►

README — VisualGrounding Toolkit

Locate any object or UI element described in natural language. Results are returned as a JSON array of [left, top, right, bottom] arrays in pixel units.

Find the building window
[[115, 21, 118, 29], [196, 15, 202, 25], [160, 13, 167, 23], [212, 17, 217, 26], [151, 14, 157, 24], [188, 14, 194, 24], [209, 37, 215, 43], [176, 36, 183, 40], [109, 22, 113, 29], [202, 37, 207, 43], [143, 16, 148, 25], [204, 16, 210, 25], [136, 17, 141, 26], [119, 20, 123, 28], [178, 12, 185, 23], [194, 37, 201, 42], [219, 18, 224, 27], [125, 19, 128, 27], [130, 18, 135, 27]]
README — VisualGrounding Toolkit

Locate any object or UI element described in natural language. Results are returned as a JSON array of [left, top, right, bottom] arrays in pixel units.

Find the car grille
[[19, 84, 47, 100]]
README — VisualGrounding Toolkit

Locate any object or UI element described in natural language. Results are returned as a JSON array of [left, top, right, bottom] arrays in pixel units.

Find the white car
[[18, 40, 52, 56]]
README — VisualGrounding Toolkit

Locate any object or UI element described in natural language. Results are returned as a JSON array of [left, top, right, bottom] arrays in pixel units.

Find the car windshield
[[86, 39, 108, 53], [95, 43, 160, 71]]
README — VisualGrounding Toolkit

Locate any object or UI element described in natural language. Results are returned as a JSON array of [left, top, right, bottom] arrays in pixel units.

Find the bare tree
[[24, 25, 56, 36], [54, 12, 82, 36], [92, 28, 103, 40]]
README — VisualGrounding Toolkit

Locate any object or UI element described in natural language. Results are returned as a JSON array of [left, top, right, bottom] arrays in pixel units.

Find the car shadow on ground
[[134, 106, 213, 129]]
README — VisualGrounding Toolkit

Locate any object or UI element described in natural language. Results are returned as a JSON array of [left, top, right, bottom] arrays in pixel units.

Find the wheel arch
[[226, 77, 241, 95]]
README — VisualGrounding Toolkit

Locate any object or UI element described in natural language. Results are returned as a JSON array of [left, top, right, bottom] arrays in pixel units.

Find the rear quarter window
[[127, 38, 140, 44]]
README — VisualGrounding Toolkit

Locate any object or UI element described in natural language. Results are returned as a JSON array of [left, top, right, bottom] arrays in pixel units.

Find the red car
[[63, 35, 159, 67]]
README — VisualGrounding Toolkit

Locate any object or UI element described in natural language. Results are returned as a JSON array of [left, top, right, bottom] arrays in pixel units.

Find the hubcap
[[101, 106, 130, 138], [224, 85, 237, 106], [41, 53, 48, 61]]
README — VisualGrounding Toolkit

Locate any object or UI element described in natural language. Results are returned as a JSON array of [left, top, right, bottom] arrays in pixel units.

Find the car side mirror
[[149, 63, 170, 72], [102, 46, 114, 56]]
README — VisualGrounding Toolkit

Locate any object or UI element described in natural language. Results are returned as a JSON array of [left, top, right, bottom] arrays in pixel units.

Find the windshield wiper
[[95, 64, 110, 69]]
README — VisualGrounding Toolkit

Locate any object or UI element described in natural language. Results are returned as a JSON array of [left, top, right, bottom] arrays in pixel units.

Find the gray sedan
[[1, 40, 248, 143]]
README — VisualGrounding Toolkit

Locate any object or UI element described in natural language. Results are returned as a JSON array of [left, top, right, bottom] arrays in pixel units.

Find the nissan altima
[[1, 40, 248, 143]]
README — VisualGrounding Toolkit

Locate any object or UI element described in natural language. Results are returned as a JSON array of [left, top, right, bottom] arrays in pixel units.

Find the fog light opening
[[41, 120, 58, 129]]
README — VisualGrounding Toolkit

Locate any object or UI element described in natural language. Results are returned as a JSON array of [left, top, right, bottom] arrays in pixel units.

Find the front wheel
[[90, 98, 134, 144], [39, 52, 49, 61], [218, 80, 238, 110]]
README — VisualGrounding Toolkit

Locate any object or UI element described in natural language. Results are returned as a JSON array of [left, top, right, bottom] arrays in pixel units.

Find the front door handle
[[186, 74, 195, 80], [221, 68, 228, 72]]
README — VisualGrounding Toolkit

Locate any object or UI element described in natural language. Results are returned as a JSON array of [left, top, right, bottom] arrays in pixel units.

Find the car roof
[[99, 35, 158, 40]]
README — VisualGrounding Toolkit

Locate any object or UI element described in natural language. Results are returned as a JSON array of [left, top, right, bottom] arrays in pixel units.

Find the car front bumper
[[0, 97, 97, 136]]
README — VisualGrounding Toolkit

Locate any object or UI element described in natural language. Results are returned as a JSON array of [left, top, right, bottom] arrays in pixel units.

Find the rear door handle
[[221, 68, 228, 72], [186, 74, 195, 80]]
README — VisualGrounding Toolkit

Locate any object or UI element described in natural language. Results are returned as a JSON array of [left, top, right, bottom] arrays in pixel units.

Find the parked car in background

◄

Aim.
Rewrite the records from their first line through the line with "Find the building window", swapping "object" for "item" and leaving all else the same. Give back only those lines.

Answer to this task.
README — VisualGrounding Toolkit

Locate any item or UI element described in natural language. Results are returned as a JSON array of [left, top, right, bottom] arrays in pixel units.

Find the building window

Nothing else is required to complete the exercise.